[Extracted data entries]
........

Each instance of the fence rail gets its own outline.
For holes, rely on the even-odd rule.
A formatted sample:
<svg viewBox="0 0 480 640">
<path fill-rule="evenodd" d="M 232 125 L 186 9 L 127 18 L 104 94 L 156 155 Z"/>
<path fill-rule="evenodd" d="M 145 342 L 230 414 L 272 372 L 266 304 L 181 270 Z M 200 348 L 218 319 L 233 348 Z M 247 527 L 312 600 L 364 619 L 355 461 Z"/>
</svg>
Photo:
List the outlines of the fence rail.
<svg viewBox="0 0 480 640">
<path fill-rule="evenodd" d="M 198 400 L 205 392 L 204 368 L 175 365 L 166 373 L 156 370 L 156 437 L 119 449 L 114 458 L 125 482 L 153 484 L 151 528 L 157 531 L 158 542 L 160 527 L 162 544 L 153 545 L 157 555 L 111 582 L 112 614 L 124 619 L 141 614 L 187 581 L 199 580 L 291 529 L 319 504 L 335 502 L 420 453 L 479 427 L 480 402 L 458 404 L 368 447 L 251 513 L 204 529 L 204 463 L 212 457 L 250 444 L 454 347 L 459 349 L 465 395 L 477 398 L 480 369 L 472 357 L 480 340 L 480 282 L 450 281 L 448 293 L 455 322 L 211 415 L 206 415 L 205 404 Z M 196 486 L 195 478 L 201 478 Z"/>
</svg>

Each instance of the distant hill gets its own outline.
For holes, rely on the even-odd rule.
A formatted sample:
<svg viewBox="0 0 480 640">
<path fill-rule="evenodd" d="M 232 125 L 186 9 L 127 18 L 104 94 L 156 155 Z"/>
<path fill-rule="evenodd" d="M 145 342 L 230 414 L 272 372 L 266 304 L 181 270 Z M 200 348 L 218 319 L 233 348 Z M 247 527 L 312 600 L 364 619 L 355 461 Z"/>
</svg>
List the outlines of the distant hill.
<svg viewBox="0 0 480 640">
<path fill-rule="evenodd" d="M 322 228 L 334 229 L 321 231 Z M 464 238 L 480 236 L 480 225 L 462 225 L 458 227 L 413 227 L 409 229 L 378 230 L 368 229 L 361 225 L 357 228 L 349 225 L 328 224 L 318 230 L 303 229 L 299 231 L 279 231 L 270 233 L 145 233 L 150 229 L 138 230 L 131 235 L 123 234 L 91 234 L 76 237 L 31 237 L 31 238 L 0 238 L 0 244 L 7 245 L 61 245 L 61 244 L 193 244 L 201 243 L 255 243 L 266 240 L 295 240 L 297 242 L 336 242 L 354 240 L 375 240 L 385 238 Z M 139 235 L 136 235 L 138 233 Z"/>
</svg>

........

EXERCISE BRIEF:
Convert the lines of the entries above into a Markdown table with the columns "No." and "Line", numbering each row and leaving out blank lines.

EXERCISE RESULT:
| No. | Line |
|---|---|
| 1 | Each instance of the fence rail gets its own outline. |
| 2 | For holes, rely on the even-odd rule. |
| 3 | A formatted sample: |
| 4 | <svg viewBox="0 0 480 640"> |
| 5 | <path fill-rule="evenodd" d="M 232 125 L 186 9 L 127 18 L 104 94 L 156 155 Z"/> |
| 6 | <path fill-rule="evenodd" d="M 145 342 L 230 414 L 272 372 L 266 304 L 181 270 Z M 200 348 L 218 319 L 233 348 Z M 247 527 L 312 600 L 364 619 L 355 461 Z"/> |
| 7 | </svg> |
| 8 | Photo: |
| 9 | List the outlines of the fence rail. |
| 10 | <svg viewBox="0 0 480 640"> |
| 11 | <path fill-rule="evenodd" d="M 198 400 L 205 392 L 204 368 L 175 365 L 166 373 L 156 370 L 156 437 L 119 449 L 114 458 L 125 482 L 153 484 L 151 528 L 157 531 L 158 542 L 160 527 L 162 544 L 153 545 L 157 555 L 111 582 L 112 614 L 124 619 L 141 614 L 187 581 L 199 580 L 291 529 L 319 504 L 335 502 L 420 453 L 479 427 L 480 402 L 458 404 L 368 447 L 251 513 L 204 529 L 204 463 L 212 457 L 250 444 L 454 347 L 459 349 L 465 395 L 477 398 L 480 369 L 472 357 L 480 340 L 480 282 L 450 281 L 448 293 L 455 322 L 211 415 L 206 415 L 205 404 Z M 196 486 L 195 478 L 201 478 Z"/> |
| 12 | </svg> |
| 13 | Each instance of the distant hill gets its own outline. |
| 14 | For holes, rely on the even-odd rule. |
| 15 | A formatted sample: |
| 16 | <svg viewBox="0 0 480 640"> |
| 17 | <path fill-rule="evenodd" d="M 232 125 L 186 9 L 127 18 L 104 94 L 156 155 Z"/> |
| 18 | <path fill-rule="evenodd" d="M 145 342 L 230 414 L 272 372 L 266 304 L 181 270 Z M 200 348 L 218 319 L 233 348 Z M 247 527 L 312 600 L 364 619 L 355 461 Z"/> |
| 19 | </svg> |
| 20 | List the outlines of the distant hill. |
| 21 | <svg viewBox="0 0 480 640"> |
| 22 | <path fill-rule="evenodd" d="M 322 228 L 334 229 L 321 231 Z M 464 238 L 480 236 L 480 225 L 462 225 L 458 227 L 413 227 L 409 229 L 378 230 L 368 229 L 361 225 L 357 228 L 349 225 L 328 224 L 318 230 L 303 229 L 299 231 L 279 231 L 270 233 L 145 233 L 150 229 L 138 230 L 131 235 L 123 234 L 91 234 L 76 237 L 31 237 L 31 238 L 0 238 L 0 244 L 7 245 L 61 245 L 61 244 L 193 244 L 201 243 L 255 243 L 266 240 L 295 240 L 297 242 L 336 242 L 354 240 L 375 240 L 385 238 Z M 139 235 L 136 235 L 138 233 Z"/> |
| 23 | </svg> |